##### Listed entries

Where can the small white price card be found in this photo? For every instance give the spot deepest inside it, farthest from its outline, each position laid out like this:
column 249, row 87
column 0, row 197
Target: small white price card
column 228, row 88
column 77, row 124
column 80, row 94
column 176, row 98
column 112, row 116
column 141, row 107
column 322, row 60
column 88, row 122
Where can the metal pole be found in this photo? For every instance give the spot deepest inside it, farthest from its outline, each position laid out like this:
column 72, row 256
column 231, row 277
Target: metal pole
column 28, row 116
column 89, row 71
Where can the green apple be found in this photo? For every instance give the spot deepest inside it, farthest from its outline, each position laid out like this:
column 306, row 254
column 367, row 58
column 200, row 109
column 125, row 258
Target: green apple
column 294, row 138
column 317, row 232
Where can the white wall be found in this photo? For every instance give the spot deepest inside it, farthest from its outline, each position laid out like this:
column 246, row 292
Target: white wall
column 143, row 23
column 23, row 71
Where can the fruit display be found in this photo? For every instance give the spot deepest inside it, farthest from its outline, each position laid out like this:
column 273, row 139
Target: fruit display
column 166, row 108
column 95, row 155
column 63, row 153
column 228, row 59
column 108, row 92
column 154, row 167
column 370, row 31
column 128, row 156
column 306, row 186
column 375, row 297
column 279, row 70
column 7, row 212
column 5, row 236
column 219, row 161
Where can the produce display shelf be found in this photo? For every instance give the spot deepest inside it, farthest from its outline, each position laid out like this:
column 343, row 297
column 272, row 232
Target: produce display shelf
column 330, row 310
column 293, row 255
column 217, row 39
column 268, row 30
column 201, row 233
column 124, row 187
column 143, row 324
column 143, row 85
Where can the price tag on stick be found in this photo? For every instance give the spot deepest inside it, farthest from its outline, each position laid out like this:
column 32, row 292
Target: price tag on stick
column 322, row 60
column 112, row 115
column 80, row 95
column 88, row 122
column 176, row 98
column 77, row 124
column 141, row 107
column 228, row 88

##########

» **What this task involves**
Write the entries above out again, unchanged and complete.

» **Task output**
Where can the small white price card be found in this photo? For every instance give the spot deepest inside it, farthest from its outline, each position laid out like this:
column 249, row 87
column 0, row 197
Target: small white price card
column 228, row 88
column 77, row 124
column 80, row 94
column 176, row 98
column 112, row 116
column 141, row 107
column 322, row 60
column 88, row 122
Where can the metal pole be found in this photo? For every instance give the spot deepest inside it, farthest from its outline, each position laid out like this:
column 72, row 256
column 231, row 277
Target: metal pole
column 28, row 116
column 89, row 71
Where can the green apple be found in this photo? For every instance give the spot deepest inside it, farthest from its outline, each position laid out like this:
column 306, row 254
column 367, row 58
column 200, row 109
column 125, row 258
Target: green apple
column 294, row 138
column 317, row 232
Where can the white wall be found in this photo? For every instance give the spot deepest inside it, farthest from its outline, each position laid out like this:
column 246, row 292
Target: white wall
column 143, row 23
column 23, row 71
Where can the fruit display be found in this photo? For every instance give the spot deepest inside it, farthest from its outline, each position laid out like this:
column 273, row 139
Target: fruit display
column 166, row 108
column 95, row 155
column 63, row 153
column 228, row 59
column 108, row 92
column 154, row 167
column 370, row 31
column 128, row 156
column 306, row 186
column 375, row 297
column 279, row 70
column 7, row 212
column 5, row 236
column 219, row 161
Where can the produce display shelf be found in this photo? For every instance give the spot deepest inside it, farthest from its outline, each position laid out like this:
column 343, row 297
column 272, row 232
Target: produce display shelf
column 330, row 310
column 293, row 255
column 217, row 39
column 268, row 30
column 201, row 233
column 124, row 187
column 143, row 324
column 143, row 85
Where can the price tag on stick be found in this photo? For every instance give the spot deepest inside it, farthest from its outline, each position laid out like this:
column 32, row 292
Target: price tag on stick
column 322, row 60
column 112, row 115
column 80, row 95
column 88, row 122
column 176, row 98
column 77, row 124
column 141, row 107
column 228, row 88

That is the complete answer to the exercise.